Copy the passage below on the anthrax attacks word for word, from "Here we go further" up to and including "losing democracy? Twice?".

** Opening Selected passage block **

The political consequences of the anthrax terrorism and the Bush administration's plans for a shadow government dovetailed completely. Both would have shut down the legislative branch and left the executive branch with virtually unrestricted power.
http://www.wsws.org/articles/2002/oct2002/anth-o24.shtml
"I told all four that there are going to be some times where we don't agree with each other, but that's OK. If this were a dictatorship, it would be a heck of a lot easier, just so long as I'm the dictator." George W. Bush -- CNN.com, December 18, 2000
But Daschle wouldn't play. He refused to allow the Senate to adjourn indefinitely leaving any of its powers to the Bush Administration. They tried to murder him and for all he knew they might try again but he wouldn't cave. When, someday, they look back at October of 2001 and make a list of the cowardly and the complicit, Tom Daschle will not be found to be either. If he had agreed, instead of seriously wounded, democracy might be dead in America right now, Bush might very well openly be dictator. Tom Daschle is my hero.
Go Tom!
But where does this lead? I believe that sending Daschle and Leahy anthrax proves that the Bush cabal was willing to kill them. So they were willing to kill Senators. What Senator died in 2002? Senator Paul Wellstone-in a plane crash. Was it sabotage? We'll probably never know but it certainly makes it possible. It puts it in the realm of things they would do. If they were willing to kill Senators with the anthrax attacks, why wouldn't they be willing to kill one in a plane crash.
Declassified CIA Assassination Manual: For secret assassination...the contrived accident is the most effective technique. When successfully executed, it causes little excitement and is only casually investigated.
When they sent anthrax to Senators, when they made an overt attack on Congress, on Democracy, they showed they were willing to bring it down. But was that the first attack on Congress?
Here we go further into darkness.
The Germans say that their investigation of 9/11 revealed that the target of Flight 93 was the Capitol building. If Flight 93 hadn't sat on the runway, delayed for almost an hour, if the passengers hadn't found out about the attacks on the WTC and tried to take the plane black, if nothing had delayed or stopped Flight 93, would it have plowed into the Capitol with the House and Senate in session? Would that have been a first attempt to end democracy in the United States? Was that what Bush was waiting for as he sat doing nothing in a classroom in Florida? Was he waiting for the destruction of the legislative branch of government leaving all the reins of power and pocketbook in his hand? Did we come close to losing democracy? Twice?
Now there are plenty of websites that will lead you down the 9/11 path and show how it points back to the Bush cabal but a good starting place is the comparatively more moderate article by Micheal Meacher: "This war on terrorism is bogus". Meacher served on Tony Blair's cabinet for 6 years.
Many of the 9/11 sites make it more complicated than I can accept, with remote controlled planes, faked phone calls, explosives set in the WTC towers, a missile striking the Pentagon with the real plane crashed into the ocean.

** Closing Selected passage block **
** Opening Dataset excerpts block **

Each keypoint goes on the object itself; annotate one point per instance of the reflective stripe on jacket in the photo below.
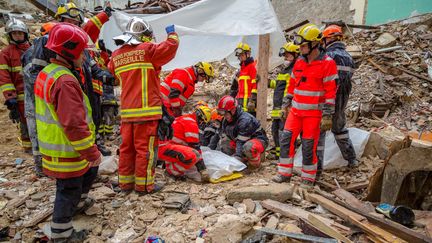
(136, 67)
(312, 85)
(64, 149)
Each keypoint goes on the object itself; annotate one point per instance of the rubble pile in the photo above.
(391, 84)
(156, 6)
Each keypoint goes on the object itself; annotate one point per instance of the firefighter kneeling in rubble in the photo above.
(179, 85)
(242, 134)
(183, 150)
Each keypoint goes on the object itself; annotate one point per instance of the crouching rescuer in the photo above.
(65, 129)
(313, 91)
(241, 135)
(183, 151)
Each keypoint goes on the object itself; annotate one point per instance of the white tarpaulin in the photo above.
(209, 30)
(332, 155)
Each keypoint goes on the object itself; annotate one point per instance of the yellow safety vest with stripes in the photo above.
(282, 81)
(52, 139)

** Closing Dataset excerpts block **

### Your response
Here we go further into darkness.
The Germans say that their investigation of 9/11 revealed that the target of Flight 93 was the Capitol building. If Flight 93 hadn't sat on the runway, delayed for almost an hour, if the passengers hadn't found out about the attacks on the WTC and tried to take the plane black, if nothing had delayed or stopped Flight 93, would it have plowed into the Capitol with the House and Senate in session? Would that have been a first attempt to end democracy in the United States? Was that what Bush was waiting for as he sat doing nothing in a classroom in Florida? Was he waiting for the destruction of the legislative branch of government leaving all the reins of power and pocketbook in his hand? Did we come close to losing democracy? Twice?